• **Exercise tasks**
• 1. Please list the three goals named in the sentence of the testing article that begins "To produce high-quality products".
• 2. Rewrite part of the testing article, starting at the words "We all have" and ending after "(Unit, Component, etc.).", with "wasted hours" changed to "spent hours".

• **Page excerpt**

Why You Should Never Ignore a Tester’s Frustration? | David Tzemach
Updated: Mar 2, 2022
Agile development helps organizations deliver fast, but under no circumstances does it say that you can do it with crappy quality. If you try to do things quicker and cut corners to produce low-quality products for your customers, you will quickly find that the consequences of ignoring quality do not allow the team to function at all.

To produce high-quality products, do it fast, and without accumulating technical debt, the team has to build the infrastructure. The classic example for such infrastructure is a CI system based on unit tests that run to test the stability of each build before releasing it for testing. In case of failure, it can trigger an alert to address the problem. An automated test framework provides a safety net for the team and more freedom to refactor or add new code as the build is continually tested.
We all have stories about testers' frustration when they wait all day for a build that was not ready due to one stupid bug or another. And even if they did manage to install it, the chances are that they wasted hours reporting bugs that could easily be found using Q1 tests (Unit, Component, etc.).
For those of you who think that testers' frustration is just their problem and (as I once heard from a VP of engineering) they should “deal” with it, I want to say that you are getting it all wrong. This type of frustration is just a symptom of deeper problems such as:
Testers do not have the opportunity to test the product with edge cases and complex test scenarios as their time is wasted installing bad builds.

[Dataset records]
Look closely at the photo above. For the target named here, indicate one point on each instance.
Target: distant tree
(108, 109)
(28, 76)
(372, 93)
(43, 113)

• **Answers by task**
• 1.
- producing high-quality products
- doing it fast
- doing it without accumulating technical debt

• 2.
We all have stories about testers' frustration when they wait all day for a build that was not ready due to one stupid bug or another. And even if they did manage to install it, the chances are that they spent hours reporting bugs that could easily be found using Q1 tests (Unit, Component, etc.).